[GIVEN EXERCISE] Please format all of the material below as a numbered list and leave out any blank lines.

[Saved dataset items]
....

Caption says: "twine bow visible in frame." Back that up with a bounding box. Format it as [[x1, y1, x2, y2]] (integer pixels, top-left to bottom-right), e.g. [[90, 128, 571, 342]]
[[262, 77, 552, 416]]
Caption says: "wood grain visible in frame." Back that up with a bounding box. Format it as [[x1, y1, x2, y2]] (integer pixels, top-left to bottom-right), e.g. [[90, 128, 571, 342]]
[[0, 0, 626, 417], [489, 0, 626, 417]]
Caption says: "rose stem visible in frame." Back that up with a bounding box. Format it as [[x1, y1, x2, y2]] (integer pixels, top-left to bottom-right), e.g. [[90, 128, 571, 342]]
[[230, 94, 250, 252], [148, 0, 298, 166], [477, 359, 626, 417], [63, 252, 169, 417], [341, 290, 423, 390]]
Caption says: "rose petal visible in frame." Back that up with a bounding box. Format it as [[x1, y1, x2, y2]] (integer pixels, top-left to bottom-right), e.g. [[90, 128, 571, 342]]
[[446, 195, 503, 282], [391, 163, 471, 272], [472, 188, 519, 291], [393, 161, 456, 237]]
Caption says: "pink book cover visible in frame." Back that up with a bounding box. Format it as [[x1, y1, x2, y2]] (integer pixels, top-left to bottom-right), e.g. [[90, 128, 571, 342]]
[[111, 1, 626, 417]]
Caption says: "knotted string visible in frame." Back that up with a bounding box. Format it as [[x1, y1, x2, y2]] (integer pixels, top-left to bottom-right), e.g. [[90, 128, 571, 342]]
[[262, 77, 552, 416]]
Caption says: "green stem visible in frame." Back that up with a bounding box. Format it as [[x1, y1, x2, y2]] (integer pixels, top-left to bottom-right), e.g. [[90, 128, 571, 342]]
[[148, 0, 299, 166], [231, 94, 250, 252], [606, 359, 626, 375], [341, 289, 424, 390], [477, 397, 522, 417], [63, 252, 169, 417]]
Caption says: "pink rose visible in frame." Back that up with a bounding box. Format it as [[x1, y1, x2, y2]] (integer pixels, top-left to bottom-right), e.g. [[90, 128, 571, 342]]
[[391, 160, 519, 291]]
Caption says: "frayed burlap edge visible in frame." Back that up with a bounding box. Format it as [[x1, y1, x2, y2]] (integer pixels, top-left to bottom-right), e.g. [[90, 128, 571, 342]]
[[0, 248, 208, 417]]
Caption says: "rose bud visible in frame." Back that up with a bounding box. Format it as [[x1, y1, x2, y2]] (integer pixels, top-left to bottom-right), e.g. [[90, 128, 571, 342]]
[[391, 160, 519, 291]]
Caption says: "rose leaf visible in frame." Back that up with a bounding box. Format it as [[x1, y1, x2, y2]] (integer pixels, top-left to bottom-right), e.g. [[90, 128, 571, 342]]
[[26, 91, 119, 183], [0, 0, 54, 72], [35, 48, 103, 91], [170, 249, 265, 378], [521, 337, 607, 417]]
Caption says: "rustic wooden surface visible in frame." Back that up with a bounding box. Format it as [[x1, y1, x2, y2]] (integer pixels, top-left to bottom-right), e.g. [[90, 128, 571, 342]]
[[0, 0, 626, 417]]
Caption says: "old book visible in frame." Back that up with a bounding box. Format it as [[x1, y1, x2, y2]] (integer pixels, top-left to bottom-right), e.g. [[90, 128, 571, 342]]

....

[ANSWER BELOW]
1. Caption says: "twine bow visible in frame." Back that up with a bounding box. Format it as [[x1, y1, x2, y2]] (integer pixels, top-left to bottom-right), e.g. [[90, 128, 571, 342]]
2. [[262, 77, 552, 416]]
3. Caption says: "wood grain visible in frame." Back that up with a bounding box. Format it as [[x1, y1, x2, y2]] (integer pixels, top-left to bottom-right), e.g. [[90, 128, 571, 342]]
4. [[0, 0, 626, 417], [489, 0, 626, 417]]
5. Caption says: "rose stem visible in frame." Back that up with a bounding box. Format it as [[x1, y1, x2, y2]] (integer pixels, top-left to bottom-right), e.g. [[90, 128, 571, 342]]
6. [[230, 94, 250, 252], [148, 0, 298, 166], [477, 359, 626, 417], [63, 252, 169, 417], [341, 290, 423, 390]]
7. Caption says: "rose petal visible in frame." Back that up with a bounding box. Format it as [[x1, y1, x2, y2]] (integer pixels, top-left to bottom-right), e.g. [[90, 128, 571, 342]]
8. [[446, 195, 503, 282], [391, 163, 471, 272], [472, 188, 519, 291], [393, 161, 456, 237]]
9. Caption says: "pink book cover visible in frame." Back that up with a bounding box. Format it as [[x1, y1, x2, y2]] (integer pixels, top-left to bottom-right), e.g. [[90, 128, 571, 342]]
10. [[111, 1, 626, 417]]
11. Caption says: "knotted string visible in frame." Back that up with a bounding box. Format it as [[x1, y1, x2, y2]] (integer pixels, top-left to bottom-right), e.g. [[90, 128, 571, 342]]
12. [[262, 77, 552, 416]]
13. Caption says: "green stem visible in frame." Back that up with a bounding box. Format it as [[x1, y1, x2, y2]] (integer pixels, top-left to bottom-right), e.g. [[90, 128, 571, 342]]
14. [[148, 0, 299, 166], [231, 94, 250, 252], [606, 359, 626, 375], [341, 289, 424, 390], [477, 397, 522, 417], [63, 252, 169, 417]]
15. Caption says: "pink rose visible in frame." Back that up with a bounding box. Format it as [[x1, y1, x2, y2]] (integer pixels, top-left to bottom-right), e.g. [[90, 128, 571, 342]]
16. [[391, 160, 519, 291]]
17. Caption says: "frayed burlap edge visible in frame." Back that up with a bounding box. Format it as [[x1, y1, x2, y2]] (integer pixels, top-left to bottom-right), e.g. [[90, 128, 571, 342]]
18. [[0, 248, 208, 417]]
19. Caption says: "rose bud visible in frame." Back that up with a bounding box. Format it as [[x1, y1, x2, y2]] (integer pixels, top-left to bottom-right), e.g. [[90, 128, 571, 342]]
20. [[391, 160, 519, 291]]
21. Caption says: "rose leaf visible in frame." Back that up with a bounding box. Format it as [[x1, y1, x2, y2]] (integer pixels, top-left to bottom-right), e.g. [[90, 128, 571, 342]]
22. [[26, 91, 119, 183], [0, 0, 54, 72], [35, 48, 103, 91], [170, 249, 265, 378], [521, 337, 607, 417]]
23. Caption says: "rustic wooden surface visible in frame." Back that up with a bounding box. Format it as [[x1, y1, x2, y2]] (integer pixels, top-left to bottom-right), e.g. [[90, 128, 571, 342]]
24. [[0, 0, 626, 417]]
25. Caption says: "old book visible in frame." Back that up with a bounding box. Format it as [[x1, y1, x2, y2]] (integer pixels, top-left to bottom-right), e.g. [[90, 128, 571, 342]]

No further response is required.